**SELECTION**
▶

This is my last day-trip out from Rome, a day in Florence, known as the birthplace of the Renaissance. After the train ride, I start my time in Florence watching a short 3D movie about Florence – my guide book recommended stopping at the place above the visitor’s center to watch this, saying it’s “often overlooked”. Sure enough, I shuffle through an incredibly packed visitor’s center to get to the stairs, go up, and find a large room with a lot of empty chairs and I watch the movie entirely alone. It gives a nice overview of the city and informs me a bit on what I should try to see. The movie is in 3D, using polarized glasses, and is pretty good, however the subtitles have horrible vertical convergence. Usually with the two images of a 3D movie, any content will appear shifted only left or right, since it’s simulating images going to your left and right eyes, but for some reason the text was shifted vertically instead of horizontally, so gives me a headache trying to focus on it. It is so bad I have to take a picture. After that, I start making my way to the Cathedral, but continue my tradition of slipping in to any open church for a moment along the way.

◀

**DIRECTIVE 1**
In the account of the Florence day trip, where did the guidebook recommend watching the short 3D movie?
**DIRECTIVE 2**
Carry on the account of the Florence day trip from its last sentence, in the same first-person voice.
The lines after this account are separate material with no connection to it.

**DATA ENTRIES**
▶

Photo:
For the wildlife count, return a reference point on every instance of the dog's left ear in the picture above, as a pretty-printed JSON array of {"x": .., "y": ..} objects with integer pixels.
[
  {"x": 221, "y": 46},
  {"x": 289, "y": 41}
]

◀

**WRITTEN RESPONSE 1**
At the place above the visitor's center.

**WRITTEN RESPONSE 2**
I arrive at the Cathedral of Santa Maria del Fiore, which has a fanciful facade. Of important historical note are the bronze doors to the baptistery across from it – these doors are considered the start of the Renaissance. At the time, they held a competition among all of the city’s best artists to create the most artistic doors, and this was the start of an era of strong patronage of the arts in Florence, and soon other cities as well, but all of the famous renaissance men – Leonardo, Donatello, Michelangelo, Raphael, etc – lived or worked in Florence, at least for a time.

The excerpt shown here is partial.